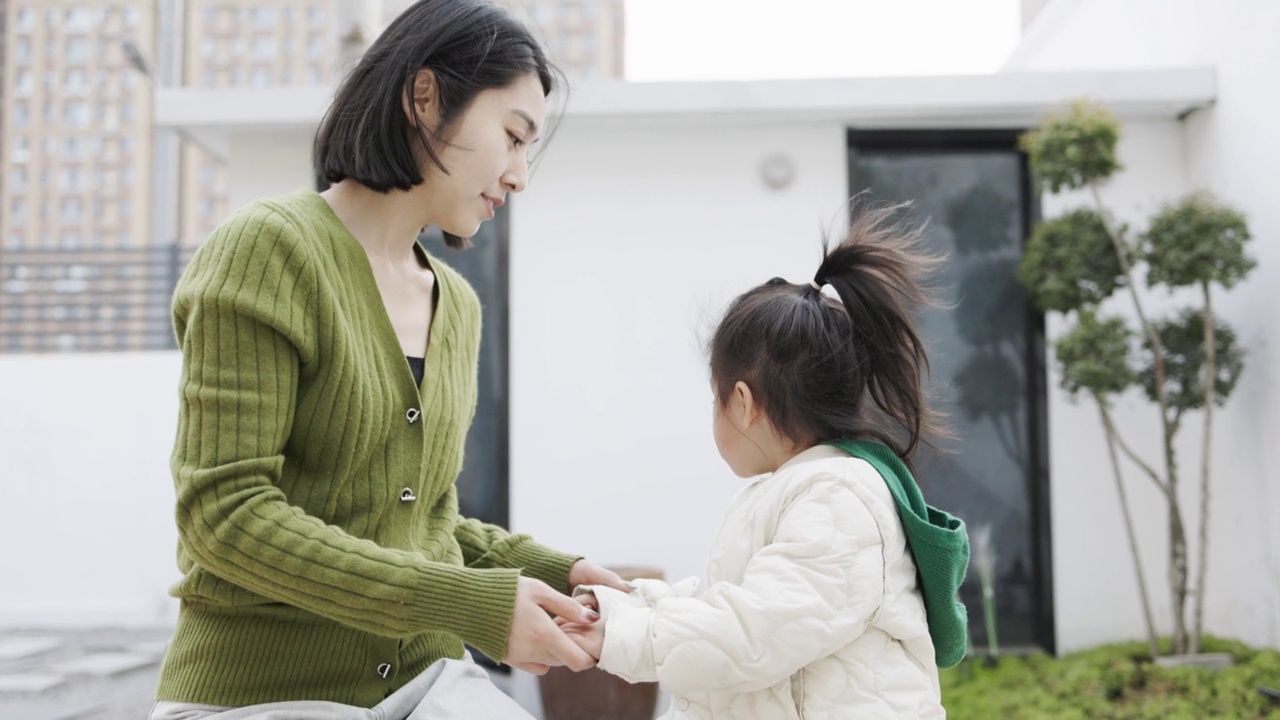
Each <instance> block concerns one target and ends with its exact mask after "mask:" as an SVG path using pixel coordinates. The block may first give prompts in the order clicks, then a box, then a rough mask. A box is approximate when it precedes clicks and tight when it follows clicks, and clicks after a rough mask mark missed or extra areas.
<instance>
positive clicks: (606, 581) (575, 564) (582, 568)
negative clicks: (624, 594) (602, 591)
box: [568, 560, 631, 592]
mask: <svg viewBox="0 0 1280 720" xmlns="http://www.w3.org/2000/svg"><path fill="white" fill-rule="evenodd" d="M577 585H605V587H611V588H613V589H616V591H622V592H631V585H628V584H627V583H626V582H625V580H623V579H622V578H621V577H618V574H617V573H614V571H613V570H607V569H604V568H600V566H599V565H596V564H595V562H591V561H590V560H579V561H577V562H575V564H573V566H572V568H570V570H568V587H570V589H573V588H576V587H577Z"/></svg>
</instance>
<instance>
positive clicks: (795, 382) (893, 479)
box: [566, 208, 969, 719]
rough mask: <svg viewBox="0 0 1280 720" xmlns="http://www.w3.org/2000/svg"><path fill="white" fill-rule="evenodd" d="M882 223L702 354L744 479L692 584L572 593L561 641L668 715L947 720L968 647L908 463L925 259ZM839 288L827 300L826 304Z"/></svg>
mask: <svg viewBox="0 0 1280 720" xmlns="http://www.w3.org/2000/svg"><path fill="white" fill-rule="evenodd" d="M896 210H897V209H896V208H887V209H874V210H869V211H863V213H861V214H860V217H859V218H858V219H856V220H855V222H854V227H852V229H851V231H850V233H849V236H847V237H846V238H845V241H844V242H842V243H841V245H840V246H838V247H836V249H835V250H829V249H828V247H826V246H824V252H823V254H824V259H823V261H822V265H820V266H819V268H818V273H817V274H815V275H814V279H813V282H806V283H799V284H792V283H788V282H786V281H782V279H780V278H774V279H772V281H769V282H767V283H764V284H762V286H759V287H756V288H754V290H751V291H749V292H746V293H744V295H741V296H740V297H737V299H736V300H735V301H733V302H732V304H731V305H730V307H728V311H727V314H726V316H724V319H723V320H722V322H721V324H719V327H718V328H717V329H716V332H714V336H713V337H712V341H710V375H712V386H713V389H714V393H716V400H714V420H713V427H714V436H716V446H717V448H718V450H719V454H721V456H722V457H723V459H724V461H726V462H727V464H728V466H730V468H731V469H732V470H733V473H735V474H737V475H739V477H742V478H748V477H755V475H762V477H760V478H759V479H756V480H755V482H754V483H753V484H750V486H749V487H748V488H746V489H744V491H742V492H741V493H740V495H739V497H737V500H735V501H733V503H732V506H731V507H730V510H728V514H727V515H726V518H724V521H723V524H722V527H721V530H719V533H718V536H717V538H716V541H714V543H713V546H712V553H710V557H709V560H708V562H707V579H705V583H703V582H701V580H700V579H699V578H690V579H687V580H684V582H681V583H677V584H675V585H667V584H664V583H659V582H655V580H639V582H636V592H635V593H631V594H626V593H622V592H618V591H614V589H609V588H603V587H588V588H579V600H580V601H581V602H584V603H585V605H590V606H594V607H598V609H599V611H600V615H602V616H603V619H604V621H603V623H595V624H593V625H577V624H566V632H568V633H570V634H571V637H573V638H575V641H576V642H579V644H580V646H581V647H582V648H584V650H586V651H588V652H589V653H591V655H593V656H594V657H598V659H599V666H600V667H602V669H604V670H607V671H609V673H612V674H614V675H618V676H621V678H623V679H626V680H628V682H634V683H639V682H658V683H660V685H662V687H663V688H664V689H666V691H667V692H668V693H671V694H672V696H673V697H672V706H671V708H669V710H668V712H667V715H664V717H668V719H672V717H700V719H710V717H732V719H744V717H751V719H799V717H808V719H817V717H823V719H827V717H856V719H873V717H876V719H881V717H884V719H890V717H892V719H899V717H945V716H946V711H945V710H943V708H942V702H941V693H940V689H938V666H940V665H941V666H948V665H954V664H956V662H959V660H960V659H961V657H963V656H964V652H965V646H966V625H965V623H966V619H965V614H964V607H963V606H960V605H959V603H957V602H956V600H955V598H956V591H957V588H959V584H960V582H961V580H963V579H964V573H965V568H966V566H968V561H969V544H968V539H966V536H965V530H964V524H963V523H960V521H959V520H956V519H954V518H951V516H950V515H947V514H945V512H942V511H938V510H936V509H933V507H928V506H927V505H925V503H924V500H923V497H922V496H920V492H919V489H918V488H916V486H915V482H914V479H913V478H911V474H910V471H909V470H908V466H906V462H909V461H910V459H911V456H913V454H914V452H915V450H916V448H918V446H919V445H920V442H922V437H923V436H925V434H928V433H929V432H931V430H936V429H937V428H936V424H934V420H933V415H932V414H931V411H929V409H928V406H927V404H925V395H924V388H923V387H922V379H920V377H922V372H925V370H927V369H928V359H927V357H925V351H924V345H923V343H922V341H920V336H919V332H918V331H916V327H915V322H914V318H913V314H914V311H915V309H916V307H918V306H919V305H922V304H923V301H924V300H925V299H924V295H923V292H922V291H920V288H919V286H918V284H916V279H915V278H916V277H918V275H919V273H920V272H923V270H924V269H927V268H928V266H929V265H931V264H933V263H936V259H933V258H928V256H924V255H920V254H918V252H916V250H915V249H916V246H918V245H919V240H920V231H919V229H913V231H902V229H901V227H900V225H896V224H893V223H892V219H893V215H895V213H896ZM827 286H829V287H831V288H833V290H835V292H836V295H837V296H838V297H840V300H838V301H837V300H835V299H832V297H828V296H827V295H826V293H823V290H822V288H824V287H827Z"/></svg>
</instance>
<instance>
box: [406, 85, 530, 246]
mask: <svg viewBox="0 0 1280 720" xmlns="http://www.w3.org/2000/svg"><path fill="white" fill-rule="evenodd" d="M545 117H547V99H545V97H543V86H541V83H540V82H539V79H538V76H536V74H535V73H527V74H524V76H521V77H520V78H517V79H516V81H515V82H512V83H511V85H509V86H507V87H502V88H490V90H484V91H481V92H480V94H479V95H476V97H475V100H472V101H471V105H470V106H468V108H467V109H466V110H465V111H463V114H462V117H461V118H458V120H457V123H456V124H454V127H453V131H452V135H449V136H448V141H447V142H445V143H442V146H440V147H438V149H436V154H438V155H439V156H440V160H442V161H443V163H444V167H445V168H448V169H449V172H448V173H444V172H442V170H440V168H438V167H436V165H435V164H434V163H431V161H430V160H429V159H428V160H426V161H425V168H424V178H425V179H426V182H425V183H424V184H422V187H424V188H425V192H424V199H425V200H424V201H425V202H426V205H428V206H426V208H425V210H426V217H428V218H429V219H430V220H429V223H430V224H434V225H439V228H440V229H443V231H444V232H448V233H452V234H456V236H460V237H471V236H474V234H475V233H476V231H477V229H479V228H480V223H483V222H485V220H489V219H492V218H493V215H494V210H497V209H498V208H500V206H502V204H503V202H504V201H506V199H507V193H508V192H520V191H521V190H525V186H526V184H527V182H529V147H530V146H531V145H532V143H534V142H535V141H536V140H538V133H539V132H540V128H541V127H543V124H544V120H545Z"/></svg>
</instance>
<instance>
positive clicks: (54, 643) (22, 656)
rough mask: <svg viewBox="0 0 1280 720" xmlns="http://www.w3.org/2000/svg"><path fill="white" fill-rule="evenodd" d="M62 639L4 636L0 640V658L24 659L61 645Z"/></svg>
mask: <svg viewBox="0 0 1280 720" xmlns="http://www.w3.org/2000/svg"><path fill="white" fill-rule="evenodd" d="M61 644H63V641H61V639H59V638H54V637H38V635H37V637H28V638H6V639H3V641H0V660H3V661H12V660H26V659H28V657H33V656H37V655H44V653H46V652H49V651H51V650H56V648H59V647H61Z"/></svg>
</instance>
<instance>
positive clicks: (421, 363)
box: [404, 355, 426, 384]
mask: <svg viewBox="0 0 1280 720" xmlns="http://www.w3.org/2000/svg"><path fill="white" fill-rule="evenodd" d="M404 359H406V360H408V369H410V370H412V373H413V382H415V383H417V384H422V373H425V372H426V359H425V357H410V356H407V355H406V356H404Z"/></svg>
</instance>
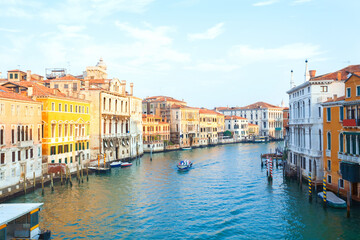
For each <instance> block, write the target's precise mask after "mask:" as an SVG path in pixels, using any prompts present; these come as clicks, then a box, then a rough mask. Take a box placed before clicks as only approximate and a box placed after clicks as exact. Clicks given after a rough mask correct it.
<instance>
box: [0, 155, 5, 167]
mask: <svg viewBox="0 0 360 240" xmlns="http://www.w3.org/2000/svg"><path fill="white" fill-rule="evenodd" d="M0 164H5V153H1V154H0Z"/></svg>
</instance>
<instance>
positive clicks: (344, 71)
mask: <svg viewBox="0 0 360 240" xmlns="http://www.w3.org/2000/svg"><path fill="white" fill-rule="evenodd" d="M352 72H360V65H349V66H347V67H345V68H343V69H340V70H338V71H336V72H332V73H326V74H323V75H320V76H315V77H313V78H311V79H310V81H317V80H335V81H342V80H346V79H347V78H348V77H347V76H348V74H349V73H352Z"/></svg>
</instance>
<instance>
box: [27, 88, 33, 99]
mask: <svg viewBox="0 0 360 240" xmlns="http://www.w3.org/2000/svg"><path fill="white" fill-rule="evenodd" d="M27 93H28V96H29V97H31V96H32V95H33V94H34V89H33V87H28V90H27Z"/></svg>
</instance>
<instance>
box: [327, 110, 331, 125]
mask: <svg viewBox="0 0 360 240" xmlns="http://www.w3.org/2000/svg"><path fill="white" fill-rule="evenodd" d="M326 121H328V122H331V108H326Z"/></svg>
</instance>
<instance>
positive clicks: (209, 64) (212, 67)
mask: <svg viewBox="0 0 360 240" xmlns="http://www.w3.org/2000/svg"><path fill="white" fill-rule="evenodd" d="M238 68H240V66H239V65H237V64H232V63H227V62H226V61H225V60H217V61H212V62H200V63H198V64H195V65H193V66H186V67H185V69H190V70H197V71H203V72H212V71H217V72H230V71H233V70H236V69H238Z"/></svg>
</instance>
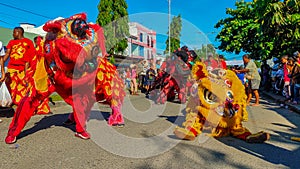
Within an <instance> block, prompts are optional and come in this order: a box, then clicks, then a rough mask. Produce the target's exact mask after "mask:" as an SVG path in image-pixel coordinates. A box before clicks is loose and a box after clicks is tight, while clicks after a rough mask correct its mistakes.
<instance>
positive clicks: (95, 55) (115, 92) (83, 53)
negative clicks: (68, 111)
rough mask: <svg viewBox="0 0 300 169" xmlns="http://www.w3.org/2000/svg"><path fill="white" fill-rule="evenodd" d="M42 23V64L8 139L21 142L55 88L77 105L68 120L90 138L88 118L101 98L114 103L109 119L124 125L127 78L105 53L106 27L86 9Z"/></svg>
mask: <svg viewBox="0 0 300 169" xmlns="http://www.w3.org/2000/svg"><path fill="white" fill-rule="evenodd" d="M43 29H44V30H45V31H46V32H48V33H47V36H46V38H45V43H44V46H43V48H44V55H43V57H44V59H45V62H41V64H37V66H36V72H35V73H36V74H37V73H38V74H39V75H38V76H37V75H36V76H32V78H31V79H30V80H31V81H32V84H35V85H33V87H32V88H31V89H30V90H29V91H30V92H29V93H26V96H25V97H23V98H22V100H21V101H20V105H19V106H18V107H17V110H16V113H15V116H14V118H13V120H12V122H11V124H10V127H9V131H8V134H7V137H6V139H5V142H6V143H7V144H12V143H14V142H16V138H17V136H18V135H19V134H20V132H21V131H22V129H23V128H24V126H25V125H26V123H27V122H28V121H29V120H30V118H31V116H32V115H33V114H34V112H35V111H36V107H37V106H38V105H39V103H40V101H41V100H44V99H45V98H47V97H49V95H50V94H51V93H52V92H54V91H56V92H57V93H58V94H59V95H60V96H61V97H62V98H63V99H64V100H65V102H67V103H68V104H70V105H71V106H72V108H73V113H72V114H71V115H70V116H69V121H71V122H74V123H76V133H75V136H77V137H80V138H82V139H89V138H90V134H89V133H88V132H87V130H86V121H87V119H88V116H89V113H90V110H91V107H92V106H93V105H94V103H95V102H96V101H102V102H104V103H106V104H109V105H110V107H111V109H112V114H111V116H110V117H109V119H108V124H109V125H124V119H123V116H122V114H121V105H122V102H123V98H124V96H125V91H124V90H123V89H124V84H123V82H122V79H121V78H120V77H119V75H118V73H117V70H116V67H115V66H114V65H112V64H111V63H109V62H108V61H107V59H106V55H107V54H106V49H105V44H104V34H103V30H102V28H101V27H100V26H99V25H96V24H88V23H87V22H86V15H85V14H84V13H82V14H77V15H74V16H72V17H70V18H67V19H62V20H56V21H49V22H47V23H46V24H45V25H44V27H43ZM99 53H102V56H100V55H99ZM48 77H50V79H48ZM49 81H50V82H51V83H50V84H48V82H49ZM37 82H38V83H37ZM45 90H46V92H41V91H45ZM41 93H43V94H41Z"/></svg>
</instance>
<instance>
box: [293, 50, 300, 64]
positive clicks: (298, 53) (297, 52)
mask: <svg viewBox="0 0 300 169" xmlns="http://www.w3.org/2000/svg"><path fill="white" fill-rule="evenodd" d="M293 56H294V57H295V58H296V59H297V63H298V64H300V52H299V51H296V52H294V53H293Z"/></svg>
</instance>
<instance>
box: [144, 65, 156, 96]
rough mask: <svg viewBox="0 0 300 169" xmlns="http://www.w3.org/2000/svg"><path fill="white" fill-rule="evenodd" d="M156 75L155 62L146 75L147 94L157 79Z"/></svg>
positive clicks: (146, 87) (150, 67)
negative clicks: (152, 84)
mask: <svg viewBox="0 0 300 169" xmlns="http://www.w3.org/2000/svg"><path fill="white" fill-rule="evenodd" d="M155 76H156V72H155V65H154V64H153V65H152V66H151V67H150V68H149V69H148V70H147V72H146V77H145V89H146V96H147V95H148V94H149V92H150V89H151V86H152V84H153V82H154V81H155Z"/></svg>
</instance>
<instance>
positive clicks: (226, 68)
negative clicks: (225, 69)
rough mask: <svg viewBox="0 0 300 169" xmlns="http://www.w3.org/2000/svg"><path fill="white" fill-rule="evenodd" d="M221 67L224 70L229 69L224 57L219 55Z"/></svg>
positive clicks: (219, 64) (219, 65) (220, 64)
mask: <svg viewBox="0 0 300 169" xmlns="http://www.w3.org/2000/svg"><path fill="white" fill-rule="evenodd" d="M218 61H219V67H220V68H222V69H227V64H226V62H225V58H224V56H223V55H219V60H218Z"/></svg>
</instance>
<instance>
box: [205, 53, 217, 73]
mask: <svg viewBox="0 0 300 169" xmlns="http://www.w3.org/2000/svg"><path fill="white" fill-rule="evenodd" d="M204 63H205V65H206V66H207V68H208V69H215V68H217V67H218V62H217V61H216V60H215V59H214V57H213V54H212V53H209V54H208V58H207V60H206V61H205V62H204ZM209 67H210V68H209Z"/></svg>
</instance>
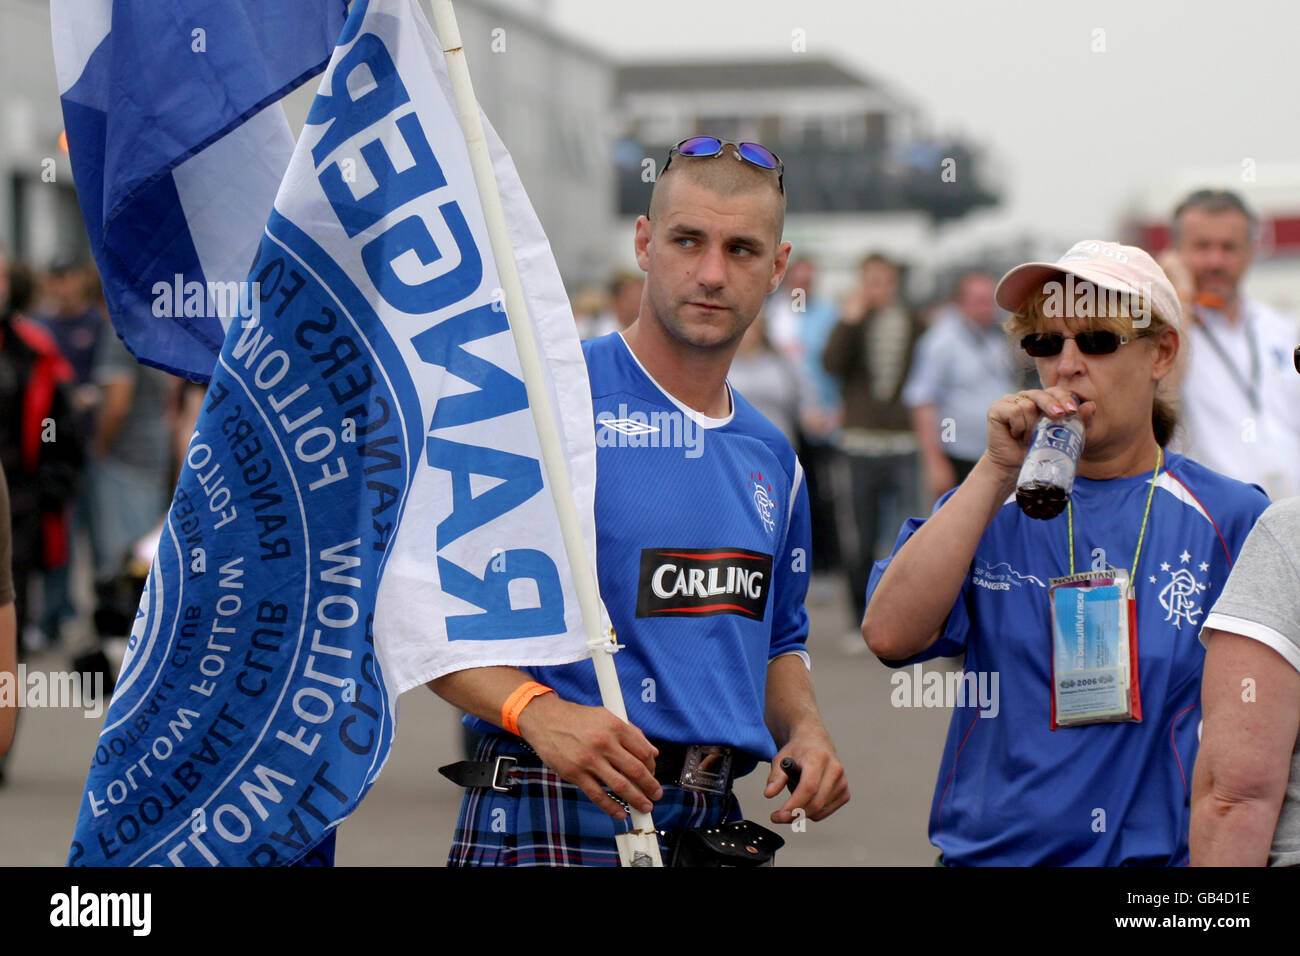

[Task requirements] All that belongs in the answer is the lines from the line with "box: [144, 65, 156, 96]" through the closing line of the entries, inclusive, transcribed exactly and free of pictures.

[Answer section]
box: [144, 65, 156, 96]
rough mask: <svg viewBox="0 0 300 169" xmlns="http://www.w3.org/2000/svg"><path fill="white" fill-rule="evenodd" d="M156 75L155 62L146 75L147 94L157 79Z"/></svg>
positive clicks: (146, 87) (150, 67)
negative clicks: (152, 84)
mask: <svg viewBox="0 0 300 169" xmlns="http://www.w3.org/2000/svg"><path fill="white" fill-rule="evenodd" d="M155 76H156V72H155V65H154V64H153V65H152V66H151V67H150V68H149V69H148V70H147V72H146V77H145V89H146V96H147V95H148V94H149V92H150V89H151V86H152V84H153V82H154V81H155Z"/></svg>
</instance>
<instance>
positive clicks: (226, 68)
negative clicks: (225, 69)
rough mask: <svg viewBox="0 0 300 169" xmlns="http://www.w3.org/2000/svg"><path fill="white" fill-rule="evenodd" d="M221 67L224 70L229 69L224 57L219 55Z"/></svg>
positive clicks: (219, 64) (219, 65) (220, 64)
mask: <svg viewBox="0 0 300 169" xmlns="http://www.w3.org/2000/svg"><path fill="white" fill-rule="evenodd" d="M218 61H219V67H220V68H222V69H227V64H226V62H225V58H224V56H223V55H219V60H218Z"/></svg>
</instance>
<instance>
box: [205, 53, 217, 73]
mask: <svg viewBox="0 0 300 169" xmlns="http://www.w3.org/2000/svg"><path fill="white" fill-rule="evenodd" d="M204 63H205V65H206V66H207V68H208V69H215V68H217V67H218V62H217V61H216V60H215V59H214V57H213V54H212V53H209V54H208V58H207V60H206V61H205V62H204ZM209 67H210V68H209Z"/></svg>
</instance>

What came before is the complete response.